> [EXTRACT PROVIDED]:
Photograph B. The trees are watching!
Not much wildlife was reported today, so here’s a roundup of some of the birds and other wildlife spotted over the last few days.
Bullfinches in their usual place between the stepping stones and the lower footbridge.
Plenty of jays around at present (unless there is just one and it gets around a lot!). Listen for a harsh screeching call, and look out for a white flash in the rump.
A badger was found dead on Hartley Lane this morning, unfortunately. Its body has now been removed.
Plenty of robins, blue tits, great tits, coal tits, long-tailed tits, chaffinches, dunnocks, wrens, etc.
Nuthatches can be heard calling in a number of places, and a treecreeper is sometimes spotted. Both of these little birds “walk” up tree trunks.
There has been at least one buzzard (big bird of prey) around for a long time, and it is often seen and heard among the trees.
Kingfishers are rarer than last year, but occasionally spotted darting up and down the burn.
Big flocks of woodpigeons are seen on the fields near the Dene at this time of year.
Some roe deer were seen in the Dene yesterday downstream of Holywell.
Dippers (black-and-white water birds) are to be spotted on the river from time to time as usual.
A speckled wood butterfly was seen near the waterfall yesterday, so there are still some butterflies around.
Photograph C. Slain badger.
The wildlife is more active than it was in the late summer, so get out and see what you can spot.
The morning began bright and dry but very windy, when is it not windy these days, but despite the reasonable conditions this was a session that most of the party were not looking forward to as we knew that the only task to hand was yet another whole morning of ‘sycamore bashing’.
We split into two groups, group one crossing the burn at the stepping stones to work on the south side and group two continued on to where we left off last week just beyond the downstream wooden bridge. It was very dry underfoot so balancing on the steep banks whilst wielding saws and loppers of various shapes and sizes was not easy but as ever we managed. As well as removing the sycamores we took away brambles that were beginning to grow across the footpath, also where the rare Goldilocks Buttercups grow we removed bramble, ivy and saplings which will mean slightly less work in that area in the spring causing less disturbance of the emerging plants.
There were a high number of dog walkers and runners passing through and a walking group. Also two groups of school children and teachers with surveyor’s equipment out on a field trip taking measurements across the burn and around the wooden bridge. It was nice to see the area being used in an educational capacity.

> [LIST OF TASKS]:
A. According to the wildlife notes, where are bullfinches usually seen?
B. Reproduce the wording of the wildlife notes, starting with "A speckled wood" and going on through "you can spot.".

> [LISTING]:

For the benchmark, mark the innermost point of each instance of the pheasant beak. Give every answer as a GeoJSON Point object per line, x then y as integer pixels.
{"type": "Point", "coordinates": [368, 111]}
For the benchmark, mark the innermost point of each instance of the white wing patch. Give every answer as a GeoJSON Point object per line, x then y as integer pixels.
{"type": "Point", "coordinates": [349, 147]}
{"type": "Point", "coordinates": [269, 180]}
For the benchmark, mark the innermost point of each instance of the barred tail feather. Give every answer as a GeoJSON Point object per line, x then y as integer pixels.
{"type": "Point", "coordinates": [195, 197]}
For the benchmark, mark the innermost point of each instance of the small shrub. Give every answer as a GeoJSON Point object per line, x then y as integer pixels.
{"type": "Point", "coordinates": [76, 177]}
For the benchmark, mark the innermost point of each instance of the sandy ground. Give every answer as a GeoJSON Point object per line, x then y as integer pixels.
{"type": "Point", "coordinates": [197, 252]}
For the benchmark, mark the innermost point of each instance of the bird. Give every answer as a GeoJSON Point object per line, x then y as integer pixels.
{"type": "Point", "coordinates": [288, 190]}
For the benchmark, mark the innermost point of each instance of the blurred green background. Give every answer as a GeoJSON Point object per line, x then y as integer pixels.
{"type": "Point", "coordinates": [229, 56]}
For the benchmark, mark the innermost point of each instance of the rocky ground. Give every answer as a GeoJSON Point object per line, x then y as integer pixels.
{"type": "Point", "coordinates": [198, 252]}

> [FINAL RESULTS]:
A. Between the stepping stones and the lower footbridge.

B.
A speckled wood butterfly was seen near the waterfall yesterday, so there are still some butterflies around.
Photograph C. Slain badger.
The wildlife is more active than it was in the late summer, so get out and see what you can spot.